WORK TO DO — Edit the records starting at the line that contains "Batch processing job — object class: suspender" and ending at the end of the records, replacing "snug" with "tight" wherever it occurs and leaving all else unchanged. Return only those lines.

DATA EXTRACT —
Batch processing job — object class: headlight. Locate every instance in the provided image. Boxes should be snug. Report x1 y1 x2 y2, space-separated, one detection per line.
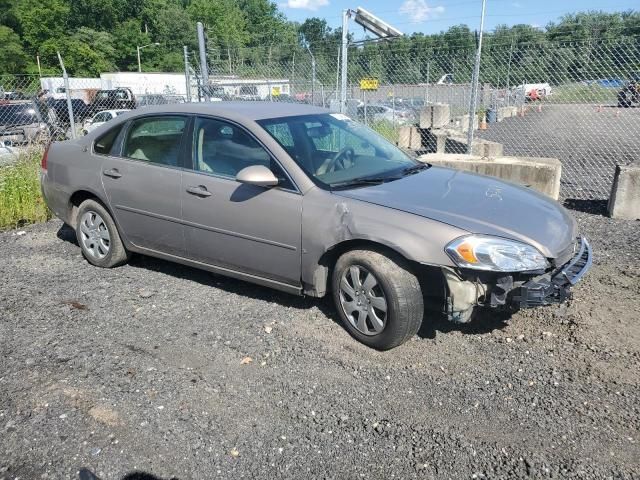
445 235 549 272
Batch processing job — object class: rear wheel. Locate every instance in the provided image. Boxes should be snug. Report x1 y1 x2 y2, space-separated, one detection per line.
332 250 424 350
76 200 129 268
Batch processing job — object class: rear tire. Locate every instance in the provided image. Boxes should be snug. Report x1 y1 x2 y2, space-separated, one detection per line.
76 199 129 268
332 250 424 350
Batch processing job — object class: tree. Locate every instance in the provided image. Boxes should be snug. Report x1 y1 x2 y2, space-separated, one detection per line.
0 25 29 73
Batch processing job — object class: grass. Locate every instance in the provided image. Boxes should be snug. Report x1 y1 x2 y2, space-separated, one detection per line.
0 150 52 230
545 84 620 104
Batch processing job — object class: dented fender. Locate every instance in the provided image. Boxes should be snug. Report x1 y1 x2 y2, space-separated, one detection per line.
301 188 469 296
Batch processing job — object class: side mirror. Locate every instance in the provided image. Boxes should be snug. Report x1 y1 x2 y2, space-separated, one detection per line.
236 165 279 187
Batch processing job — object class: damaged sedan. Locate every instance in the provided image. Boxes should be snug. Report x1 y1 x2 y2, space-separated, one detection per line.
41 102 591 350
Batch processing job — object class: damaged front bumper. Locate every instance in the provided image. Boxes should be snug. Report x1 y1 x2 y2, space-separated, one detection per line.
511 237 593 308
442 237 592 323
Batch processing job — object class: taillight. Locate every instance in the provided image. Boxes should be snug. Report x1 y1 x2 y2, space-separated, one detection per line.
40 144 51 170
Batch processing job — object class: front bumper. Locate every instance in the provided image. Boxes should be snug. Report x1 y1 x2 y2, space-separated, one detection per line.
511 237 593 308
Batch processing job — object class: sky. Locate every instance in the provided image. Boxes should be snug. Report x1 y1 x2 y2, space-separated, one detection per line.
278 0 638 38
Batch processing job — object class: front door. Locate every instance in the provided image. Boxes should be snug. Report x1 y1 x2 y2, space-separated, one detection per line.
182 118 302 285
97 116 188 256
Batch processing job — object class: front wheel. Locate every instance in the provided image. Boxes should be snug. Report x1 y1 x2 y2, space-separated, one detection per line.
76 200 129 268
332 250 424 350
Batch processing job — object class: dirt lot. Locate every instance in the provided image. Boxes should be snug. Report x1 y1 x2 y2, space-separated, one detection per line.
0 213 640 480
478 104 640 199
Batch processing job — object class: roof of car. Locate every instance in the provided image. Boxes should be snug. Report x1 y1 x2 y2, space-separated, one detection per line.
127 101 330 120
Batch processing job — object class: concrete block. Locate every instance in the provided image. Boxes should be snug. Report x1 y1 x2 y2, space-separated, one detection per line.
460 113 478 133
608 163 640 220
398 125 422 150
418 153 562 200
420 103 451 128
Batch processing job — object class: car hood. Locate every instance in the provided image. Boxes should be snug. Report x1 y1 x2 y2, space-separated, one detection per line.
334 167 576 258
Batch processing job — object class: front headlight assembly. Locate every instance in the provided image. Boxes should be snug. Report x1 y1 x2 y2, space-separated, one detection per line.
445 235 549 272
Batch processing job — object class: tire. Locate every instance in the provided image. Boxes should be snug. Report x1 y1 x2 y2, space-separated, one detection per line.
332 250 424 350
76 199 129 268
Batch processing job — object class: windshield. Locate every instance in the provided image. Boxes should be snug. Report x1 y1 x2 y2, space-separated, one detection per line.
258 113 420 189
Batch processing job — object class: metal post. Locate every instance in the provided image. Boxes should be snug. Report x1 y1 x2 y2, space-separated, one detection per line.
305 44 316 105
196 22 209 102
340 10 351 113
182 45 191 103
467 0 487 155
57 52 77 139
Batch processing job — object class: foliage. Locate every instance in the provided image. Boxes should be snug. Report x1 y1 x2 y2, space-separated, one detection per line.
0 150 52 229
0 0 640 85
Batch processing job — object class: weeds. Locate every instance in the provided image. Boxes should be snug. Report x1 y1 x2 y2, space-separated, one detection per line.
0 150 52 229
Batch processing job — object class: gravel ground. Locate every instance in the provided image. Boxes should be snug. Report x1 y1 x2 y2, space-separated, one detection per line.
0 213 640 480
477 104 640 200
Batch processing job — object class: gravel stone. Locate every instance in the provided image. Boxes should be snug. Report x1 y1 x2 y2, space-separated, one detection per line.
0 218 640 480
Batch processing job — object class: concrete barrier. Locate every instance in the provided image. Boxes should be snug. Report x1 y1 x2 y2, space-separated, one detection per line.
398 125 422 150
608 163 640 220
418 153 562 200
420 103 451 128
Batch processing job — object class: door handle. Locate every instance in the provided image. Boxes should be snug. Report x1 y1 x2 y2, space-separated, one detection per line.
102 168 122 178
187 185 211 197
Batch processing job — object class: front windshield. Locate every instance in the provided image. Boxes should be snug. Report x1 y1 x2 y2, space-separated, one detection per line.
258 113 419 188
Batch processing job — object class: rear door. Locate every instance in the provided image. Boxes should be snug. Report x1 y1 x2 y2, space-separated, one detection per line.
94 115 189 256
182 118 302 286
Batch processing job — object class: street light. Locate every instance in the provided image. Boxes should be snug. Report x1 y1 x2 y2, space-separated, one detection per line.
136 42 160 73
340 7 403 113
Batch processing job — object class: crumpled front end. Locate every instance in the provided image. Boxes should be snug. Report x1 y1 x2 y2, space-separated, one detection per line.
442 237 593 323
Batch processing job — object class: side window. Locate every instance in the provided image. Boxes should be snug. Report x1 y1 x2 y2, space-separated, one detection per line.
193 118 293 189
93 125 122 155
124 117 187 167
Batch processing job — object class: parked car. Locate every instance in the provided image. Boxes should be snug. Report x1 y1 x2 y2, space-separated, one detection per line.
41 102 591 349
357 104 415 125
82 110 130 135
51 98 91 125
0 100 49 145
91 87 136 115
136 94 169 108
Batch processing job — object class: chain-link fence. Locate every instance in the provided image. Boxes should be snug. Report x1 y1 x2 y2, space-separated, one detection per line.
0 38 640 200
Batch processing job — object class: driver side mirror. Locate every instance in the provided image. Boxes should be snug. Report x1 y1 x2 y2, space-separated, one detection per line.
236 165 280 187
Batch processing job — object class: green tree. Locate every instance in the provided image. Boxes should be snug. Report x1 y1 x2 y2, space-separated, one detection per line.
0 25 29 73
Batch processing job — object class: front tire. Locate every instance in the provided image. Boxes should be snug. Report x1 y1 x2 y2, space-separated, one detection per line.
332 250 424 350
76 200 129 268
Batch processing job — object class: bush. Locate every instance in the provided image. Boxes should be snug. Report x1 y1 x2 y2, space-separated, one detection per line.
0 150 52 229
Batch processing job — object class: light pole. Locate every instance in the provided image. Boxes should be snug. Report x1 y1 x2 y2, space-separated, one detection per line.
467 0 487 155
136 42 160 73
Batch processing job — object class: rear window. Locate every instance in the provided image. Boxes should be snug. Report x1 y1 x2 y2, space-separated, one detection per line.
93 125 122 155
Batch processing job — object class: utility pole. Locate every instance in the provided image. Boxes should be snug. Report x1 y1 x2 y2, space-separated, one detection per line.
467 0 487 155
196 22 209 102
182 45 191 103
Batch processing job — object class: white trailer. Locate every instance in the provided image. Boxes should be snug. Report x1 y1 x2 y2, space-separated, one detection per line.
100 72 192 97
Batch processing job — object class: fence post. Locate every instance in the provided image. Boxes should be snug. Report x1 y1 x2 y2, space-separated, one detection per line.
340 10 350 113
467 0 487 155
196 22 209 102
182 45 191 103
56 52 77 139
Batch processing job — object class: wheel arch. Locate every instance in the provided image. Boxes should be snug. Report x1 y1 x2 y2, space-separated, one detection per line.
304 238 441 297
67 189 113 230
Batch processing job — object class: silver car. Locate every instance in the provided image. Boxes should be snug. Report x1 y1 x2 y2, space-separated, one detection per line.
42 102 591 349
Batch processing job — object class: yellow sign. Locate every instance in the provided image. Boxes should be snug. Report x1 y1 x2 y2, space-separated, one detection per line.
360 78 378 90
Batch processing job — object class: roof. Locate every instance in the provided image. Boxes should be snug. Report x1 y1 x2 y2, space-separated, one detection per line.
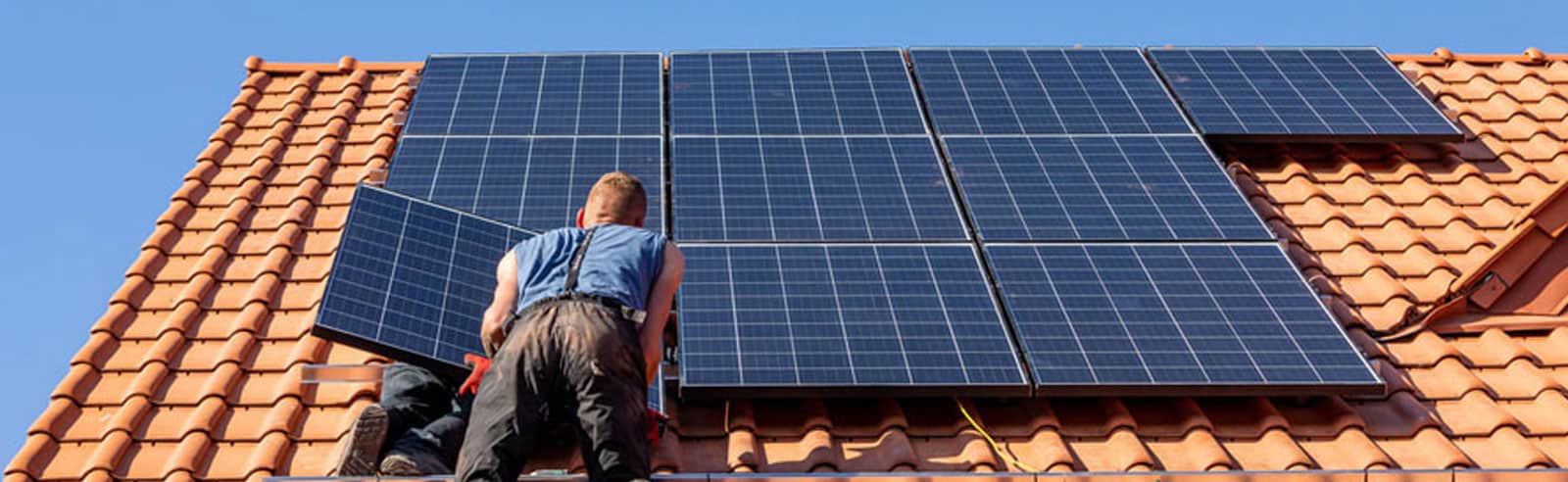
5 49 1568 482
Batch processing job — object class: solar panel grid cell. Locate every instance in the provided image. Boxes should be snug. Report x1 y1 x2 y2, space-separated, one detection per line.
403 53 663 136
944 136 1273 241
669 50 925 136
909 49 1192 136
386 138 663 230
671 136 967 241
986 244 1378 393
679 244 1027 395
1150 49 1460 139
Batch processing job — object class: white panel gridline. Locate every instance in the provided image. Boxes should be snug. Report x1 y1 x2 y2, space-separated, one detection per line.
669 49 927 136
944 134 1273 241
986 244 1380 393
909 49 1192 136
402 52 663 136
1150 47 1461 139
671 136 967 241
679 244 1027 395
386 138 664 230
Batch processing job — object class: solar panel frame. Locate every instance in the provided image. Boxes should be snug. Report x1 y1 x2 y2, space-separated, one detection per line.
941 133 1275 243
384 136 671 233
1145 47 1464 142
311 184 538 377
677 243 1032 398
985 243 1385 396
400 52 668 138
668 136 970 243
664 47 931 138
907 47 1195 138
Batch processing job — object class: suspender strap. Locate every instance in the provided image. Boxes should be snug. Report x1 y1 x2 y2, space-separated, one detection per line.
562 225 599 293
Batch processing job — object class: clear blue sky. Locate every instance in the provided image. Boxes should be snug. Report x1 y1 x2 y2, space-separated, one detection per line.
0 0 1568 460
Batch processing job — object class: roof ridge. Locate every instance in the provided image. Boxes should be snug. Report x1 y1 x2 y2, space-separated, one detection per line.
1388 47 1568 64
245 55 425 73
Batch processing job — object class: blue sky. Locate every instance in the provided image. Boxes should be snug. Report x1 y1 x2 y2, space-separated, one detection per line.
0 0 1568 460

ANSWER BELOW —
Batch processing job — object class: suspender strap. Locate every instance in the provided image. Boxes should be tight. Report x1 y1 x2 y2, space-separated, one detection per line.
562 225 599 293
Batch processing job — object class: clear blue sky. Locate every instance in the provided image. Boxes should be tight. Report x1 y1 x2 y2, space-separated, one detection per line.
0 0 1568 460
Batch processing job — object class: roof ridge. Locate every instance in the provided image. Boxes should be tight. Report x1 y1 x2 y2, space-separated, one detection per line.
1388 47 1568 64
245 55 425 73
Batch processing job — object class: blue sky. Locate every instance in the provided image. Boxes should be tight. Report x1 y1 x2 y2, space-separated, one detection per line.
0 0 1568 460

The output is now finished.